Records provided:
※ ※ ※

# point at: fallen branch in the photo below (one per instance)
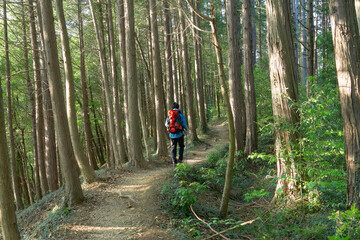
(229, 229)
(217, 233)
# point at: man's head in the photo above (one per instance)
(175, 105)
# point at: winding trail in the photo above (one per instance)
(125, 204)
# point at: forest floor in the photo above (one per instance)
(124, 204)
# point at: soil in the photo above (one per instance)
(124, 203)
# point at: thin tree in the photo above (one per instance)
(85, 168)
(106, 84)
(158, 83)
(187, 75)
(74, 193)
(135, 151)
(249, 85)
(30, 89)
(284, 91)
(85, 98)
(118, 114)
(198, 70)
(168, 54)
(225, 94)
(9, 227)
(234, 68)
(345, 35)
(43, 102)
(15, 180)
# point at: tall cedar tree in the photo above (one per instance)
(249, 85)
(74, 193)
(86, 170)
(345, 35)
(158, 83)
(284, 90)
(235, 85)
(135, 151)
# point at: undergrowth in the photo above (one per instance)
(319, 213)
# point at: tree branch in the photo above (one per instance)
(206, 18)
(217, 233)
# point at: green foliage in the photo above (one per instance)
(347, 224)
(256, 194)
(180, 195)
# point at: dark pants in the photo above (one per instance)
(174, 142)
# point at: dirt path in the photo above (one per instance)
(125, 204)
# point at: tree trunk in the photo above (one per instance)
(23, 170)
(234, 68)
(310, 56)
(345, 35)
(135, 151)
(284, 91)
(43, 89)
(115, 90)
(187, 75)
(357, 8)
(85, 98)
(74, 193)
(106, 84)
(85, 168)
(9, 227)
(168, 55)
(142, 108)
(152, 82)
(198, 71)
(15, 182)
(122, 48)
(249, 85)
(158, 84)
(30, 89)
(304, 73)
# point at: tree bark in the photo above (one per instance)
(15, 182)
(187, 75)
(9, 227)
(345, 35)
(234, 68)
(30, 89)
(198, 71)
(85, 98)
(135, 151)
(249, 85)
(74, 193)
(85, 168)
(122, 48)
(158, 83)
(284, 91)
(168, 55)
(115, 90)
(43, 89)
(106, 84)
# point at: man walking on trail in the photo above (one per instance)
(176, 125)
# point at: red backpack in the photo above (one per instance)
(173, 120)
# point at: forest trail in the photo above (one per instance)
(125, 204)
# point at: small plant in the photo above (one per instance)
(188, 194)
(256, 194)
(347, 224)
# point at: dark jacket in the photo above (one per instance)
(182, 122)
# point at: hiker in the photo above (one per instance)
(176, 125)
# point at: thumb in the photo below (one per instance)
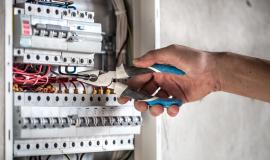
(151, 58)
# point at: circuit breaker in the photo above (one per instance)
(53, 112)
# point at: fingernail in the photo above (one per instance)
(135, 61)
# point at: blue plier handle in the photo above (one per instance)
(151, 100)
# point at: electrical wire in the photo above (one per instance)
(81, 157)
(70, 72)
(67, 156)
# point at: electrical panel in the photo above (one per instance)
(53, 112)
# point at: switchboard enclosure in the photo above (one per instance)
(46, 112)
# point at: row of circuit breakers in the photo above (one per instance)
(71, 120)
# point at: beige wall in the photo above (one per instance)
(221, 126)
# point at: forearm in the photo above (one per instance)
(242, 75)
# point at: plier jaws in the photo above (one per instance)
(123, 72)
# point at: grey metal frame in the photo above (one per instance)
(6, 137)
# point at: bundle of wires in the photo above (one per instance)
(31, 74)
(55, 3)
(121, 30)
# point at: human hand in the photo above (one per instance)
(199, 81)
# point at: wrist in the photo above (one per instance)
(216, 61)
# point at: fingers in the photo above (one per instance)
(123, 100)
(141, 106)
(173, 110)
(156, 110)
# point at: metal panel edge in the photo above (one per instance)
(8, 12)
(147, 37)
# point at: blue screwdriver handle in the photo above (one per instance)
(166, 69)
(166, 103)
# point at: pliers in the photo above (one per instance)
(108, 79)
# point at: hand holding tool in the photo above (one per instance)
(123, 72)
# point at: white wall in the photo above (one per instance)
(221, 126)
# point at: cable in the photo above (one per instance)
(49, 156)
(67, 156)
(81, 157)
(70, 72)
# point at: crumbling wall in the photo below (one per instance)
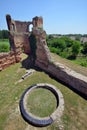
(7, 59)
(19, 39)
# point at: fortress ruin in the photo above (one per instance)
(34, 44)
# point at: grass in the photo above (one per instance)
(4, 45)
(75, 111)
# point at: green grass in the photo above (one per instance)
(4, 45)
(75, 111)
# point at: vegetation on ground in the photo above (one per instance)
(75, 108)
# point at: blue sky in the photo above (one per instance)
(60, 16)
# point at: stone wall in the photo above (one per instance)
(19, 39)
(7, 59)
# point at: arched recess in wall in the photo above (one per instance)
(30, 27)
(32, 41)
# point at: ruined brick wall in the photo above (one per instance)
(7, 59)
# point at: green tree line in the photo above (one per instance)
(66, 47)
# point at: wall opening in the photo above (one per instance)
(30, 27)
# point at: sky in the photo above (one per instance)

※ ※ ※

To be done: Your copy should match the entries exactly, minus the pictures.

Written response:
# point at: fallen branch in the photo below (one per instance)
(229, 229)
(217, 233)
# point at: man's head in the photo above (one per instance)
(175, 105)
# point at: winding trail in the photo above (one per instance)
(125, 204)
# point at: forest floor in the photo above (one per instance)
(124, 204)
# point at: soil in the photo above (one per instance)
(124, 203)
# point at: thin tree in the photo above (one per instance)
(85, 168)
(106, 84)
(158, 83)
(187, 75)
(74, 193)
(135, 151)
(249, 85)
(30, 89)
(284, 91)
(85, 98)
(118, 114)
(198, 70)
(168, 54)
(225, 94)
(9, 227)
(234, 68)
(345, 35)
(43, 102)
(15, 180)
# point at: tall cedar tree in the photo above (one per instance)
(249, 85)
(74, 193)
(86, 170)
(345, 35)
(158, 83)
(284, 90)
(235, 85)
(135, 151)
# point at: undergrowth in the photo above (one per instance)
(319, 213)
# point at: tree branch in the photo above (one per instance)
(206, 18)
(217, 233)
# point at: green foliage in the photo above (one per instance)
(347, 224)
(256, 194)
(180, 195)
# point at: dark pants in the photo above (one per instance)
(174, 142)
# point at: dirt path in the photo above (one per instance)
(125, 204)
# point at: tree trunk in the photo above (one per instance)
(23, 170)
(234, 68)
(310, 56)
(345, 35)
(135, 151)
(284, 91)
(43, 89)
(115, 90)
(187, 75)
(357, 8)
(85, 98)
(74, 193)
(106, 84)
(85, 168)
(9, 227)
(168, 55)
(142, 108)
(152, 82)
(198, 71)
(15, 182)
(122, 48)
(249, 85)
(158, 84)
(30, 89)
(304, 73)
# point at: tree bark in the photo above (one per instance)
(15, 182)
(187, 75)
(9, 227)
(345, 35)
(234, 68)
(30, 89)
(198, 71)
(85, 98)
(135, 151)
(249, 85)
(74, 193)
(85, 168)
(122, 48)
(158, 83)
(284, 91)
(168, 55)
(115, 90)
(43, 89)
(106, 84)
# point at: man walking on trail in the photo above (one per instance)
(176, 125)
# point at: red backpack in the photo above (one per instance)
(173, 120)
# point at: forest trail in the photo above (one per instance)
(125, 204)
# point at: small plant in the photo above (one per instance)
(188, 194)
(256, 194)
(347, 224)
# point at: dark jacket in the photo above (one per instance)
(182, 122)
# point at: hiker in the photo above (one per instance)
(176, 125)
# point at: thumb in the photo below (one per instance)
(151, 58)
# point at: circuit breaker in the photo above (one per instance)
(53, 112)
# point at: fingernail in the photo above (one per instance)
(135, 61)
# point at: blue plier handle in the photo above (one per instance)
(151, 100)
# point at: electrical wire in the photo above (one per instance)
(81, 157)
(70, 72)
(67, 156)
# point at: electrical panel in the photo above (one per instance)
(53, 112)
# point at: switchboard enclosure in the photo above (one per instance)
(46, 112)
# point at: row of circuit breakers in the photo above (one per instance)
(71, 120)
# point at: beige wall in the photo above (one per instance)
(221, 126)
# point at: forearm in the photo above (one per instance)
(242, 75)
# point at: plier jaws in the photo above (one per instance)
(123, 72)
# point at: grey metal frame in the photo above (one per instance)
(6, 137)
# point at: bundle of wires in the photo above (one per instance)
(31, 74)
(55, 3)
(121, 30)
# point at: human hand in the photo above (one per instance)
(199, 81)
# point at: wrist in the photo above (one per instance)
(216, 61)
# point at: fingers in the photo above (one per instance)
(123, 100)
(141, 106)
(173, 110)
(156, 110)
# point at: metal panel edge in the photo above (one per instance)
(8, 12)
(147, 37)
# point at: blue screwdriver handle in the photo above (one per instance)
(166, 69)
(166, 103)
# point at: pliers in the photo above (one per instance)
(108, 79)
# point at: hand holding tool in the photo above (one per instance)
(123, 72)
# point at: white wall in the photo above (one per instance)
(221, 126)
# point at: cable in the photo above (one per instance)
(49, 156)
(67, 156)
(81, 157)
(70, 72)
# point at: crumbling wall in the photo below (one per instance)
(7, 59)
(19, 39)
# point at: fortress ruin in the photo above (one per instance)
(34, 44)
# point at: grass in the photo above (one per instance)
(4, 45)
(75, 111)
# point at: green grass in the photo above (one per instance)
(4, 45)
(75, 111)
# point at: vegetation on ground in the photo above (one per instance)
(75, 108)
# point at: blue sky in the photo above (one per instance)
(60, 16)
# point at: stone wall in the photo above (one per instance)
(19, 39)
(7, 59)
# point at: arched recess in wall in the photo above (one per instance)
(30, 27)
(32, 41)
# point at: ruined brick wall in the photo above (one per instance)
(7, 59)
# point at: green tree line in the photo above (one per instance)
(66, 47)
# point at: wall opening in the photo above (one per instance)
(30, 27)
# point at: sky in the photo above (one per instance)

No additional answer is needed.